Pencarian

Minggu, 28 Agustus 2011

Van Het Gezag Van Den Sultan

 sebuah bagian dari seri merumuskan [kembali] keistimewaan.



Pembuka
Pembahasan Rancangan Undang-undang yang mengatur pemerintahan Daerah Istimewa Yogyakarta (selanjutnya disebut RUUK) termasuk pembahasan yang memakan waktu paling lama. Tercatat dalam arsip RUUK pertama yang dipublikasikan bertarikh tahun 2011, yang dibuat oleh Pemprov DIY. Jika merujuk tahun tersebut, maka sudah sepuluh tahun pembahasan belum tuntas. Salah satu materi yang mengalami tarik ulur yang begitu panjang adalah mengenai mekanisme pengisian Kepala dan Wakil Kepala Daerah Istimewa. Kalau diperdalam dan dipersempit lagi maka sebenarnya yang menjadi pokok perdebatan adalah kedudukan dan kekuasaan Sultan Yogyakarta dan Pangeran Paku Alam.

Dari masa ke masa, baik sebelum ada RI maupun sesudah RI kedudukan kedua penguasa monarki tersebut mengalami pergeseran dan pasang surut. Karena keterbatasan sumber kesejarahan, maka artikel ini hanya membatasi pada kedudukan dan kekuasaan Sultan Yogyakarta. Dengan asumsi kedudukan dan kekuasaan Pangeran Paku Alam identik dengan kedudukan kekuasaan Sultan Yogyakarta.

Gambaran kedudukan dan kekuasaan Sultan sebelum kemerdekaan Indonesia
Pada masa Sultan Hamengkubuwono I secara praktis Sultan mengendalikan pemerintahan dibantu oleh Pepatih Dalem Danurejo I. Dengan demikian Sultan berfungsi sebagai Kepala Negara dan Kepala Pemerintahan. Saat Sultan Hamengkubuwono II, pemerintah penjajahan ingin menegakkan aturan yang dibuat semasa Susuhunan Pakubuwono II yang menegaskan bahwa Sultan hanyalah Kepala Negara, bukan Kepala Pemerintahan. Konflik berdarah mewarnai episode ini dengan tewasnya Pepatih Dalem Danurejo II di dalam kawasan Istana dan pemakzulan Sultan dengan kekuatan bersenjata pada 1812.

Konflik tetap berlanjut pada masa pemerintahan Sultan Hamengkubuwono V di dalam tubuh Dewan Perwalian Sultan antara Pepatih Dalem Danurejo IV dengan Pangeran Diponegoro yang berakhir dengan Perang Jawa selama lima tahun. Selepas Perang Jawa pada 1830, Pemerintah Penjajahan hanya menempatkan Sultan sebagai simbol belaka. Kepala Pemerintahan dipegang oleh Pepatih Dalem yang pada prakteknya diangkat dan diberhentikan oleh Pemerintah Penjajahan. Kondisi ini berlaku sampai dengan pemerintahan Sultan Hamengkubuwono VIII.

*KUMPULAN DATA*

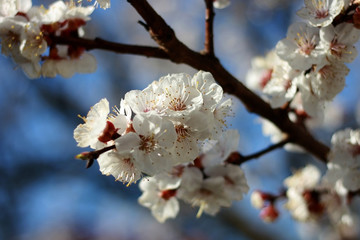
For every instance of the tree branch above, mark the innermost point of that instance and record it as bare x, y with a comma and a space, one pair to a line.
179, 53
172, 49
99, 43
264, 151
209, 28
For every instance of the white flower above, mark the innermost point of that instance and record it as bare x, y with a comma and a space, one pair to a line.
151, 144
162, 202
221, 112
221, 3
86, 63
261, 70
257, 200
300, 47
328, 81
144, 102
344, 160
282, 86
189, 132
338, 42
122, 166
32, 44
208, 194
320, 13
104, 4
297, 205
212, 92
87, 134
305, 178
304, 202
179, 97
345, 148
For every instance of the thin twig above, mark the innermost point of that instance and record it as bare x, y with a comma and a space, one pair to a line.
266, 150
209, 28
174, 50
238, 159
99, 43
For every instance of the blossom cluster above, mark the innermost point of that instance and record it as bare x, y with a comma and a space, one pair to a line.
306, 70
26, 30
309, 196
158, 132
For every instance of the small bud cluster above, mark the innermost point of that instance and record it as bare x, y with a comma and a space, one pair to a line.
26, 30
158, 132
308, 199
221, 3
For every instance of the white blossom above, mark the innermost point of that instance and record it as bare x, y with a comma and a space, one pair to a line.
122, 166
235, 182
338, 42
151, 144
221, 150
300, 47
320, 13
179, 97
162, 202
221, 3
208, 194
87, 134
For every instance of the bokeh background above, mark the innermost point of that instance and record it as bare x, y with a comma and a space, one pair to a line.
46, 194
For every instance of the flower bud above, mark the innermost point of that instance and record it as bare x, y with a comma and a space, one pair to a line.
269, 213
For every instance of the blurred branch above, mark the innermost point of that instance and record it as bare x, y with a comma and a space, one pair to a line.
209, 28
99, 43
237, 158
176, 51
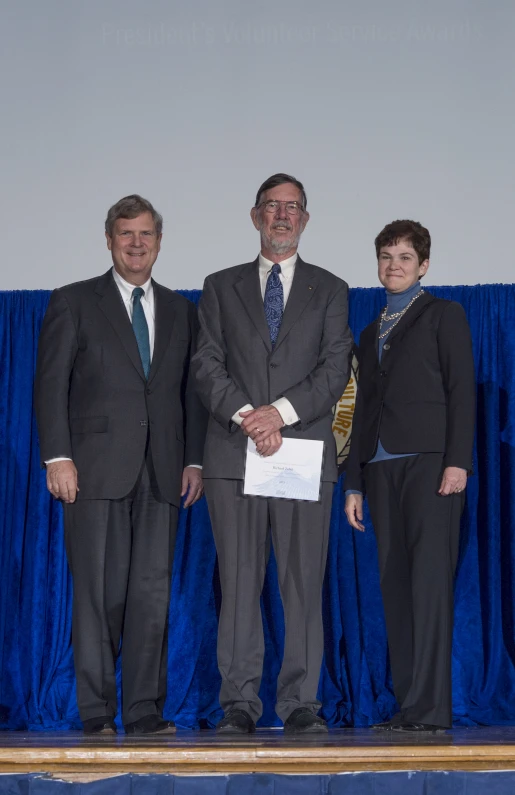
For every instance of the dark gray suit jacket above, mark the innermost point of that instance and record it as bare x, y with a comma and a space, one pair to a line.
235, 363
93, 403
420, 398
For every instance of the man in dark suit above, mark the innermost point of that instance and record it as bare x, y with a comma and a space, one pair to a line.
411, 451
272, 361
118, 418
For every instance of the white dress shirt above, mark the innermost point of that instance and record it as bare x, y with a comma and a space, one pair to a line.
147, 302
283, 405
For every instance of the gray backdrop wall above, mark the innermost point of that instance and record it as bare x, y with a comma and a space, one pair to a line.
384, 110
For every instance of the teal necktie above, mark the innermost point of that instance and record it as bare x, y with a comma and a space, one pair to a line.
140, 326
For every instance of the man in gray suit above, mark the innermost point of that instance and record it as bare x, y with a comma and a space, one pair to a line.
118, 419
272, 360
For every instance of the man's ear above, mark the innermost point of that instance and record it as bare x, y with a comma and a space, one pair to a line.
254, 214
305, 220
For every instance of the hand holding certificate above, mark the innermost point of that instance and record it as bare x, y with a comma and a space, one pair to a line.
294, 472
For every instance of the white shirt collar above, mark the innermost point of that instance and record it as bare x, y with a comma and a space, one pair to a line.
287, 265
126, 288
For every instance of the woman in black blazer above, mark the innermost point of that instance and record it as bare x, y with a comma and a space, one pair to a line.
411, 453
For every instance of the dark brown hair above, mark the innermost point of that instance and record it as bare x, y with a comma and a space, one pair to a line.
281, 179
130, 207
415, 234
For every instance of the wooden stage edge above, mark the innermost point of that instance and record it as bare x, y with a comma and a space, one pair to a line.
72, 756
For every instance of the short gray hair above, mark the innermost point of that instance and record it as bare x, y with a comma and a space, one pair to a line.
130, 207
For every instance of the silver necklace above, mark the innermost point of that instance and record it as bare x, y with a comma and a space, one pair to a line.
395, 315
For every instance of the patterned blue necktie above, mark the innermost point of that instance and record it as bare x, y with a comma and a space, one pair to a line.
140, 326
274, 302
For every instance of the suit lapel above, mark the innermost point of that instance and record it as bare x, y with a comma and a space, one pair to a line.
248, 288
304, 285
164, 323
111, 304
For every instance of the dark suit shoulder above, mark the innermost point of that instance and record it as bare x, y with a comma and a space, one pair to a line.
74, 288
173, 295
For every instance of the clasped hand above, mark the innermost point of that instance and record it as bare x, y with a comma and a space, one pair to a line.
263, 425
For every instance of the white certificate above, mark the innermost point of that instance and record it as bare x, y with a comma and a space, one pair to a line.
294, 472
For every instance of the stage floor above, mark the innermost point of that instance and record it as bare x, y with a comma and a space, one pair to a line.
73, 756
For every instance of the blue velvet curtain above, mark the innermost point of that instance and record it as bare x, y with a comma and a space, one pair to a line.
37, 689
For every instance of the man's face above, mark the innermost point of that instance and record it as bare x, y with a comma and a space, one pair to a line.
280, 230
398, 266
134, 247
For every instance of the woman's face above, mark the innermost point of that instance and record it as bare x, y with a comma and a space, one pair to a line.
399, 268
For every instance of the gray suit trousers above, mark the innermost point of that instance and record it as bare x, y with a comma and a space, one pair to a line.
299, 534
120, 554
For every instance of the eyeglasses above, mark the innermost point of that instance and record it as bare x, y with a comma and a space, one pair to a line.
292, 208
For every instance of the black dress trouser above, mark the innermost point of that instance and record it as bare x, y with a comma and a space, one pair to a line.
417, 534
120, 554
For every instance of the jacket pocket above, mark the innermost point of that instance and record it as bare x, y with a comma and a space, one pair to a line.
89, 424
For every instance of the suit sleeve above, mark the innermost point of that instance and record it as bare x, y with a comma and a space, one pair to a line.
315, 395
196, 414
219, 393
57, 349
457, 365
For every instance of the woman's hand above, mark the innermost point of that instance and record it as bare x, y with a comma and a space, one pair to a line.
354, 511
454, 480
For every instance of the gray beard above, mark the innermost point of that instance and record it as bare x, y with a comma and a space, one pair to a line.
279, 246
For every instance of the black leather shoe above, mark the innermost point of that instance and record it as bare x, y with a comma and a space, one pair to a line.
237, 721
419, 728
102, 725
150, 724
386, 726
303, 721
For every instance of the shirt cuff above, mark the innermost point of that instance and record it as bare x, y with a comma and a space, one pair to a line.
236, 417
286, 410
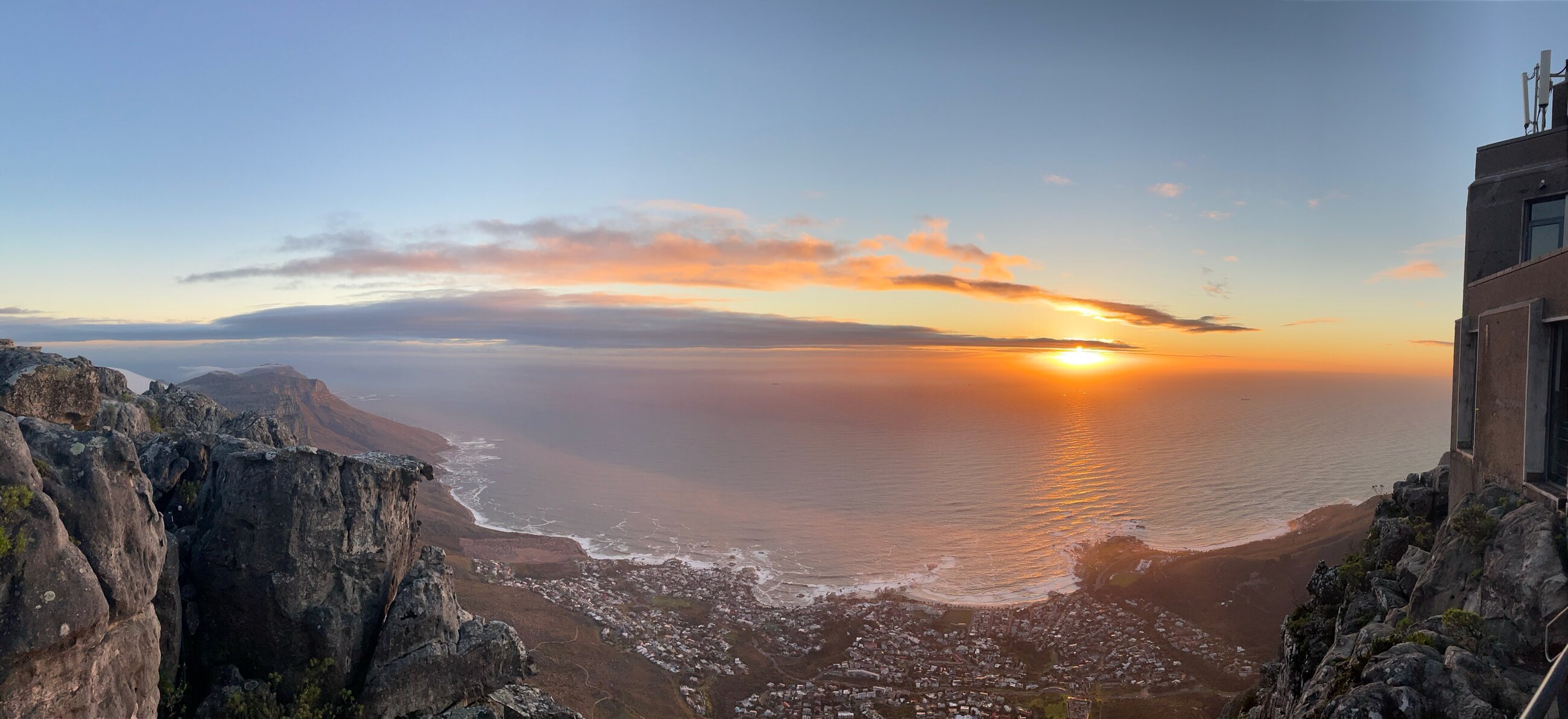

*LATIHAN TERTULIS*
Tuliskan kembali secara persis bagian teks tentang kedudukan Sultan Yogyakarta di antara "sebuah bagian dari" dan "Pangeran Paku Alam.", termasuk kedua batas tersebut.

*JAWABAN TERTULIS*
sebuah bagian dari seri merumuskan [kembali] keistimewaan.



Pembuka
Pembahasan Rancangan Undang-undang yang mengatur pemerintahan Daerah Istimewa Yogyakarta (selanjutnya disebut RUUK) termasuk pembahasan yang memakan waktu paling lama. Tercatat dalam arsip RUUK pertama yang dipublikasikan bertarikh tahun 2011, yang dibuat oleh Pemprov DIY. Jika merujuk tahun tersebut, maka sudah sepuluh tahun pembahasan belum tuntas. Salah satu materi yang mengalami tarik ulur yang begitu panjang adalah mengenai mekanisme pengisian Kepala dan Wakil Kepala Daerah Istimewa. Kalau diperdalam dan dipersempit lagi maka sebenarnya yang menjadi pokok perdebatan adalah kedudukan dan kekuasaan Sultan Yogyakarta dan Pangeran Paku Alam.